>>>
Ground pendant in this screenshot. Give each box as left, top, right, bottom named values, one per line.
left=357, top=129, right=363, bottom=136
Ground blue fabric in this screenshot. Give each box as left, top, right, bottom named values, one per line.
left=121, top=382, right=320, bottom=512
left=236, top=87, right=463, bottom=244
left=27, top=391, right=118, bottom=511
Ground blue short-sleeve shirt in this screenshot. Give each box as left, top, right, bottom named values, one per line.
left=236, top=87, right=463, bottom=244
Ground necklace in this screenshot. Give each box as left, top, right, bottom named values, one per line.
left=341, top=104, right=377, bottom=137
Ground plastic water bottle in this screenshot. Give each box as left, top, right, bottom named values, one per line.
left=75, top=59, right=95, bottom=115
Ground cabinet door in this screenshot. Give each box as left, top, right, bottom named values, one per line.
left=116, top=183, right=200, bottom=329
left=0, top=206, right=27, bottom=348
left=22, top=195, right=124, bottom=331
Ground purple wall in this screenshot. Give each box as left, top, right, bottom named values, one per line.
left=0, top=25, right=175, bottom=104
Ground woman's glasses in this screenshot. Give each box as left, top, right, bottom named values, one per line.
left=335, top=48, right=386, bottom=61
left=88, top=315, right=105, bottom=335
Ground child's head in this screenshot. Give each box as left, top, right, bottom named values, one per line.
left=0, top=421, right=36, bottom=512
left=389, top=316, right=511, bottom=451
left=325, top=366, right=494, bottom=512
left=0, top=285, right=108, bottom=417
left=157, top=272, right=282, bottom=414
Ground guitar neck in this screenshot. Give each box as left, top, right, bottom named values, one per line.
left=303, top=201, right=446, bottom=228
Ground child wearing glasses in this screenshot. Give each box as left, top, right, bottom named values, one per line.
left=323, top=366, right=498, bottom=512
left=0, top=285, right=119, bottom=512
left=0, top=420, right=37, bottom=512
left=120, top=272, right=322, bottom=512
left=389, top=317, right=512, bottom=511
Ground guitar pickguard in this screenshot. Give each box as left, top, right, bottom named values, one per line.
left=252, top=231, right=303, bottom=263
<<<
>>>
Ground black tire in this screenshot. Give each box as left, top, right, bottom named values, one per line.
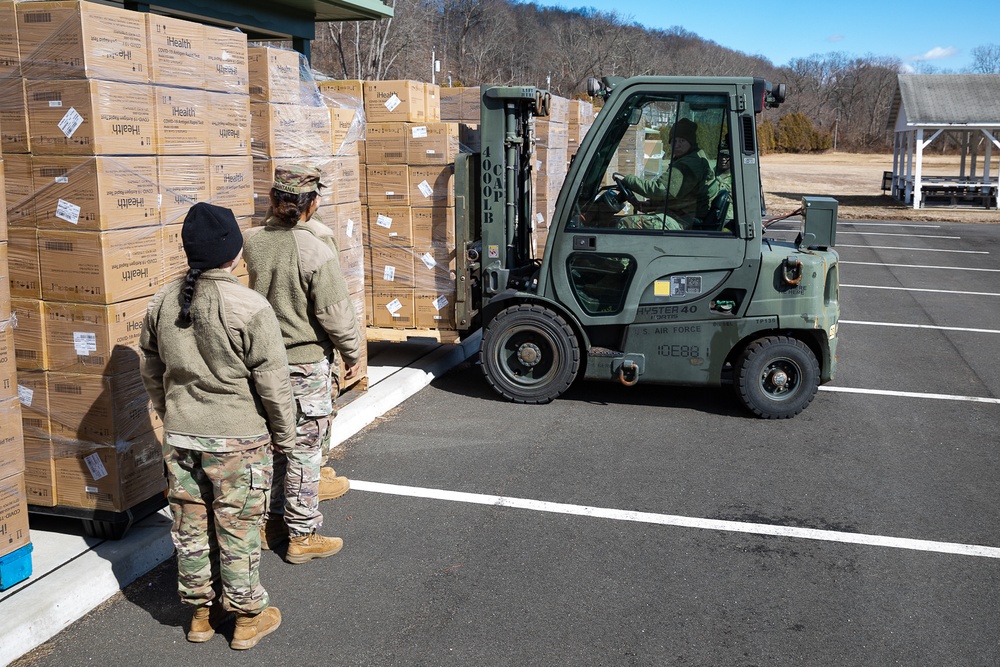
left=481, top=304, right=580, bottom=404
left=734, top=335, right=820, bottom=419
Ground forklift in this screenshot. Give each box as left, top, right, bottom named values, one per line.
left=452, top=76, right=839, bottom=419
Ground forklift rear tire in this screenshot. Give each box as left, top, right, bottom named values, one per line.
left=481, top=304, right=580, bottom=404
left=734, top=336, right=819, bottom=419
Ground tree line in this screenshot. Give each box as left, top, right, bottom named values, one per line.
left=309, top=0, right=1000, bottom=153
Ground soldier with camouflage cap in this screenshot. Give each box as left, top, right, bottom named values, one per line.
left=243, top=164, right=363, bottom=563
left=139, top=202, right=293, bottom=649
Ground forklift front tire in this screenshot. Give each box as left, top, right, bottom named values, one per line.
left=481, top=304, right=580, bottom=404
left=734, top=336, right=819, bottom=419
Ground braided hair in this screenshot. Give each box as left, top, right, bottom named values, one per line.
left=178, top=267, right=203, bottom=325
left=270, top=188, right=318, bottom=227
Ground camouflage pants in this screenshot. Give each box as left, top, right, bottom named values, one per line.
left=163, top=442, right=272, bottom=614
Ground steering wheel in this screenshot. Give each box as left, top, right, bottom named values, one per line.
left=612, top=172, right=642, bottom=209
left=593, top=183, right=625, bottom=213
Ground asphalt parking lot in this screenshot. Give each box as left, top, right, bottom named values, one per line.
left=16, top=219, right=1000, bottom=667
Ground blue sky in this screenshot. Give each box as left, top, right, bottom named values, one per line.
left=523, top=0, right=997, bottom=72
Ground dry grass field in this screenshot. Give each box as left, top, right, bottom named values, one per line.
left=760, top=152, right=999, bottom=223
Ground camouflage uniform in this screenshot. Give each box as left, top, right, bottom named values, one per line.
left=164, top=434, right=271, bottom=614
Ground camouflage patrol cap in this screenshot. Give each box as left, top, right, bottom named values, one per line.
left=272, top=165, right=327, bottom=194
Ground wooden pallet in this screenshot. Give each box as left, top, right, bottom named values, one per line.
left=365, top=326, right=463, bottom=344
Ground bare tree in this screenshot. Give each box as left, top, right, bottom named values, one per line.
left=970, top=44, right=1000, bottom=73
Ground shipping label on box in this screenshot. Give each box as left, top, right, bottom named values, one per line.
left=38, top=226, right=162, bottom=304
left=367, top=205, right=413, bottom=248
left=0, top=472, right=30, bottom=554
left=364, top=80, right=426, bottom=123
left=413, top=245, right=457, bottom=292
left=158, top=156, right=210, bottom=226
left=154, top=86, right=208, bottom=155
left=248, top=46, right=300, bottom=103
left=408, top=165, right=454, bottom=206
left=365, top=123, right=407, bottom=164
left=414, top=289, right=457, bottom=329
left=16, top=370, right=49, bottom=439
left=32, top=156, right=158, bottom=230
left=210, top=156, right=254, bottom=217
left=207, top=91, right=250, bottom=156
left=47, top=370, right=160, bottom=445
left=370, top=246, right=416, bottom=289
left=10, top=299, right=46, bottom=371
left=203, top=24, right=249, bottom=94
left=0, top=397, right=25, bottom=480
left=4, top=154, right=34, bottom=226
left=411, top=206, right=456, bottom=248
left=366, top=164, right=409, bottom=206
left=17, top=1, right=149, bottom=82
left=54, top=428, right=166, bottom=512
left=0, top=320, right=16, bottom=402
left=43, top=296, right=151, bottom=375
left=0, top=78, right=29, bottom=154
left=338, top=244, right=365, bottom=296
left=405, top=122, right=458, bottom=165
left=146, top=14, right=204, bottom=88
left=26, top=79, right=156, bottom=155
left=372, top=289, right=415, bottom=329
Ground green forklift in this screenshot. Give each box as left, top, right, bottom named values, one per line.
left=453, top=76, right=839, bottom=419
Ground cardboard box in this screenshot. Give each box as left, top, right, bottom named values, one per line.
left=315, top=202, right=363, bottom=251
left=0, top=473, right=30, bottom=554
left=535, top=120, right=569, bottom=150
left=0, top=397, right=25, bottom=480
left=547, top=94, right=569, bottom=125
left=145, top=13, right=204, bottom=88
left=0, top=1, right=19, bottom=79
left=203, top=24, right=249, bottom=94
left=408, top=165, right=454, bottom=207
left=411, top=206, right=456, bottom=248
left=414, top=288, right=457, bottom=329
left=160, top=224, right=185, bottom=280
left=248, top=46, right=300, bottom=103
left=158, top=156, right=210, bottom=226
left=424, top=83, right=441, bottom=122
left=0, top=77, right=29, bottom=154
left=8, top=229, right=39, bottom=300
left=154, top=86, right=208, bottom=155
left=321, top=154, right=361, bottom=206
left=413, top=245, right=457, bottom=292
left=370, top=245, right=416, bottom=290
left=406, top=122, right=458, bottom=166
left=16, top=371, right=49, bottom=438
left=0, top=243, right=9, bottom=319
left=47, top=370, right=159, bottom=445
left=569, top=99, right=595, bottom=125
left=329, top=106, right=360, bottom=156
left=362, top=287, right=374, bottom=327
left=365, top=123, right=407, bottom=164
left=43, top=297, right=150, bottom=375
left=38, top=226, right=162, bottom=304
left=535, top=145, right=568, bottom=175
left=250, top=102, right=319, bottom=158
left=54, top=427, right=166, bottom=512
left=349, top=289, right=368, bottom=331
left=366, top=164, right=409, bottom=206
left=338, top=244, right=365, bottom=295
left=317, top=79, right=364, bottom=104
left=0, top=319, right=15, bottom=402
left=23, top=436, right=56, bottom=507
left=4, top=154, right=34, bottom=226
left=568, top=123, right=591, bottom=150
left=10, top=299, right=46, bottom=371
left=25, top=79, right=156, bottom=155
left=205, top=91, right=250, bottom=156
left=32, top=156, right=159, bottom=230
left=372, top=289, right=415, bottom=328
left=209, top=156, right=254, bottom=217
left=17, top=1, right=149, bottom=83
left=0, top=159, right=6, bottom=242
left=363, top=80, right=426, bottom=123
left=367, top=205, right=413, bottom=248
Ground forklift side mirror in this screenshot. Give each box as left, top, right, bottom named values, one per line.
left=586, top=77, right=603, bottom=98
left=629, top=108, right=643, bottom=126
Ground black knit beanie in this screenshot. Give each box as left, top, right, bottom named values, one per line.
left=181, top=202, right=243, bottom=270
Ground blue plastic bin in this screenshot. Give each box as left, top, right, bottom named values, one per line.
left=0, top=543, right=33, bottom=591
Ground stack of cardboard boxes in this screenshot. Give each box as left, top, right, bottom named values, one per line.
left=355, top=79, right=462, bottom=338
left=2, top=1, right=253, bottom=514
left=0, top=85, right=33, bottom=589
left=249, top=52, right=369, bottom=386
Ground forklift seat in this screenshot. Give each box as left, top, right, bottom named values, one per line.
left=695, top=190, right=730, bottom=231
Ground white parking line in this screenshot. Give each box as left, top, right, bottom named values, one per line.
<<<
Look above for the line with "Ground forklift seat" and the line with "Ground white parking"; transcribe both and all lines in between, exactly, and nothing else.

**Written answer:**
Ground forklift seat in this screenshot. Give each box as left, top, right, bottom named values, one per line.
left=695, top=190, right=730, bottom=231
Ground white parking line in this screenshot. Give each box as left, top, right, bottom named values, one per line.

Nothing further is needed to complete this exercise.